- **Exercise description**: Transcribe the data that follows precisely, omitting nothing.

- **Records supplied**:
- - -

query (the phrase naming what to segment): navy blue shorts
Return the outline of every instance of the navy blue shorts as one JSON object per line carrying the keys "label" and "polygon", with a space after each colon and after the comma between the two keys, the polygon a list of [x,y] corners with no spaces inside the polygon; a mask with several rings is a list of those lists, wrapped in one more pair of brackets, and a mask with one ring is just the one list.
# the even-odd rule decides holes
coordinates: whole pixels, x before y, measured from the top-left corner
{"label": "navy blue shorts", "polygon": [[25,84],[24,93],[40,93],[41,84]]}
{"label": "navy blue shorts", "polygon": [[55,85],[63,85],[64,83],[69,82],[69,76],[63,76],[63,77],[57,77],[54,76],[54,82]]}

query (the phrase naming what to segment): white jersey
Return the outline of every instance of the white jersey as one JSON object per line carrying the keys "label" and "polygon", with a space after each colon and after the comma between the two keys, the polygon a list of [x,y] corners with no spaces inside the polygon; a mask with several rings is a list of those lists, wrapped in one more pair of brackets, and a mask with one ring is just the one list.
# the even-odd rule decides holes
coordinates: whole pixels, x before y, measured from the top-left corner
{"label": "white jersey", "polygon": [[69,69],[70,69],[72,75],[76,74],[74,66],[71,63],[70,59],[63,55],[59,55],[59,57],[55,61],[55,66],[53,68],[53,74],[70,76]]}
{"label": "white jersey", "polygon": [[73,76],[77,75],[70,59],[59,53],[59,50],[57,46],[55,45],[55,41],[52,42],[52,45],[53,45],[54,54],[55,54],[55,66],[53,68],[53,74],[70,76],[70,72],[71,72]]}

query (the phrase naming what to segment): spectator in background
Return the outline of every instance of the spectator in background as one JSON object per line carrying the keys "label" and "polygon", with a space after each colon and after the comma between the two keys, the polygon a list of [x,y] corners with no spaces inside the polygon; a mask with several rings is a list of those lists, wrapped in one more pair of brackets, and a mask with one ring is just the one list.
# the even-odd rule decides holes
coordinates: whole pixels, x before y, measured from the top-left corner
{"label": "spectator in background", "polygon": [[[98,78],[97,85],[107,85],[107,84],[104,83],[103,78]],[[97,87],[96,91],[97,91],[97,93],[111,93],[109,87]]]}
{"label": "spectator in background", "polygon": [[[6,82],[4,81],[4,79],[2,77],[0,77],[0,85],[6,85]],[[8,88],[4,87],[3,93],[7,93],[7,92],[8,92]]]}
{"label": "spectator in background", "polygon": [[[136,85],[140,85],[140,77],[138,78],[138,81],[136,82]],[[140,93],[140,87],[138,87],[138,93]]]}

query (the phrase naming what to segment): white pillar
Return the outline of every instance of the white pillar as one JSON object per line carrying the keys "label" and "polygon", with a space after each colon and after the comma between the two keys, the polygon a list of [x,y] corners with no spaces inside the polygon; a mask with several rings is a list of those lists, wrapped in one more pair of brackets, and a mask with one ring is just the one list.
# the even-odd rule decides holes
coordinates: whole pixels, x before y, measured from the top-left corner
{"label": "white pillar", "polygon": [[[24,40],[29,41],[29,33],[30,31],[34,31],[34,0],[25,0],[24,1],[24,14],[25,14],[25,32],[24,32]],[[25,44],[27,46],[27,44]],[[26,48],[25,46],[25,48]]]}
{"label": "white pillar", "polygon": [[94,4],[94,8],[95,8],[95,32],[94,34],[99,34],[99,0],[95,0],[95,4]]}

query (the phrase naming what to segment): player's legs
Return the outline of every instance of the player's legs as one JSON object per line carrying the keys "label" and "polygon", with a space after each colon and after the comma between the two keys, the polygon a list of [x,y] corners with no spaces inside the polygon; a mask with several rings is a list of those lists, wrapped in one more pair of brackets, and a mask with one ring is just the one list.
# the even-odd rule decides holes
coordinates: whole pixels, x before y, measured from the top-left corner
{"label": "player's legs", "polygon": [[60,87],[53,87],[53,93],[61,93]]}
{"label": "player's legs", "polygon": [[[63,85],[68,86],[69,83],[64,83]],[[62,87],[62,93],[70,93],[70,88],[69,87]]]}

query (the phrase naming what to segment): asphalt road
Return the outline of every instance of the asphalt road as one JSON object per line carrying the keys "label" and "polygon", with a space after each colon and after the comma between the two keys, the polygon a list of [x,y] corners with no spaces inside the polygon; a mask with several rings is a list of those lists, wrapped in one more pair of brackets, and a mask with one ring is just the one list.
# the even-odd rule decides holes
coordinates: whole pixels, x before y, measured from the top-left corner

- - -

- **Result for this exercise**:
query (the phrase naming what to segment): navy blue shorts
Return the outline of every instance of the navy blue shorts as one JSON object per line carrying the keys "label" and "polygon", with a space after each colon and after the comma between the two keys, the polygon a list of [x,y] corners with no spaces inside the polygon; a mask with several rings is a list of those lists, wrapped in one more pair of brackets, and a mask with one ring is just the one list.
# the even-odd rule decides holes
coordinates: whole pixels, x before y, measured from the top-left corner
{"label": "navy blue shorts", "polygon": [[25,84],[24,93],[40,93],[41,84]]}
{"label": "navy blue shorts", "polygon": [[55,85],[63,85],[64,83],[69,82],[69,76],[63,76],[63,77],[57,77],[54,76],[54,82]]}

query (the phrase naming what to segment): white jersey
Return the outline of every instance of the white jersey as one JSON object per line carrying the keys "label" and "polygon", with a space after each colon and after the comma between the two keys, the polygon a list of [x,y] corners with no spaces inside the polygon; a mask with several rings is a list of those lists, wrapped in one more pair of brackets, and a mask with one ring is just the one list.
# the even-odd rule decides holes
coordinates: whole pixels, x before y, measured from the top-left corner
{"label": "white jersey", "polygon": [[69,69],[70,69],[72,75],[76,74],[74,66],[71,63],[70,59],[63,55],[59,55],[59,57],[55,61],[55,66],[53,68],[53,74],[70,76]]}
{"label": "white jersey", "polygon": [[73,76],[77,75],[70,59],[59,53],[59,50],[57,46],[55,45],[55,41],[52,42],[52,45],[53,45],[54,54],[55,54],[55,66],[53,68],[53,74],[70,76],[70,72],[71,72]]}

query (the phrase naming what to segment): spectator in background
Return the outline of every instance of the spectator in background as one JSON object per line carrying the keys "label" and "polygon", with a space after each colon and after the comma between the two keys, the polygon a list of [x,y] corners with no spaces inside the polygon; a mask with several rings is a list of those lists, wrapped in one more pair of brackets, and a mask with one ring is just the one list.
# the even-odd rule decides holes
coordinates: whole pixels, x before y, measured from the top-left corner
{"label": "spectator in background", "polygon": [[[98,78],[97,85],[107,85],[107,84],[104,83],[103,78]],[[97,87],[96,91],[97,91],[97,93],[111,93],[109,87]]]}
{"label": "spectator in background", "polygon": [[[6,82],[4,81],[4,79],[2,77],[0,77],[0,85],[6,85]],[[8,88],[4,87],[3,93],[7,93],[7,92],[8,92]]]}
{"label": "spectator in background", "polygon": [[[136,85],[140,85],[140,77],[138,78],[138,81],[136,82]],[[140,93],[140,87],[138,87],[138,93]]]}

query (the phrase naming what to segment): white pillar
Return the outline of every instance of the white pillar as one JSON object per line carrying the keys "label" and "polygon", with a space after each colon and after the comma between the two keys, the polygon a list of [x,y] corners with no spaces inside the polygon; a mask with several rings is a list of those lists, wrapped in one more pair of brackets, and a mask with one ring is just the one list.
# the even-odd rule decides holes
coordinates: whole pixels, x before y, measured from the top-left corner
{"label": "white pillar", "polygon": [[[24,40],[29,41],[29,33],[30,31],[34,31],[34,0],[25,0],[24,1],[24,14],[25,14],[25,32],[24,32]],[[25,44],[27,46],[27,44]],[[26,48],[25,46],[25,48]]]}
{"label": "white pillar", "polygon": [[94,4],[94,8],[95,8],[95,32],[94,34],[99,34],[99,0],[95,0],[95,4]]}

query (the phrase naming what to segment): player's legs
Return the outline of every instance of the player's legs as one JSON object per line carrying the keys "label" and "polygon", with a space after each colon and after the comma between the two keys, the polygon a list of [x,y] corners with no spaces inside the polygon; a mask with several rings is a list of those lists, wrapped in one more pair of brackets, and a mask with one ring is just the one list.
# the even-odd rule decides holes
coordinates: whole pixels, x before y, measured from the top-left corner
{"label": "player's legs", "polygon": [[60,87],[53,87],[53,93],[61,93]]}
{"label": "player's legs", "polygon": [[[63,85],[68,86],[69,83],[64,83]],[[62,87],[62,93],[70,93],[70,88],[69,87]]]}

query (the phrase naming what to segment): asphalt road
Return the outline of every instance of the asphalt road as one JSON object per line carrying the keys "label" and "polygon", with a space after each colon and after the comma between the two keys, the polygon a list of [x,y] corners with no spaces inside the polygon; a mask with several rings is a list of those lists, wrapped in one more pair of brackets, and a mask with one ring is just the one list.
# the even-odd rule decides holes
coordinates: whole pixels, x before y, measured from the top-left corner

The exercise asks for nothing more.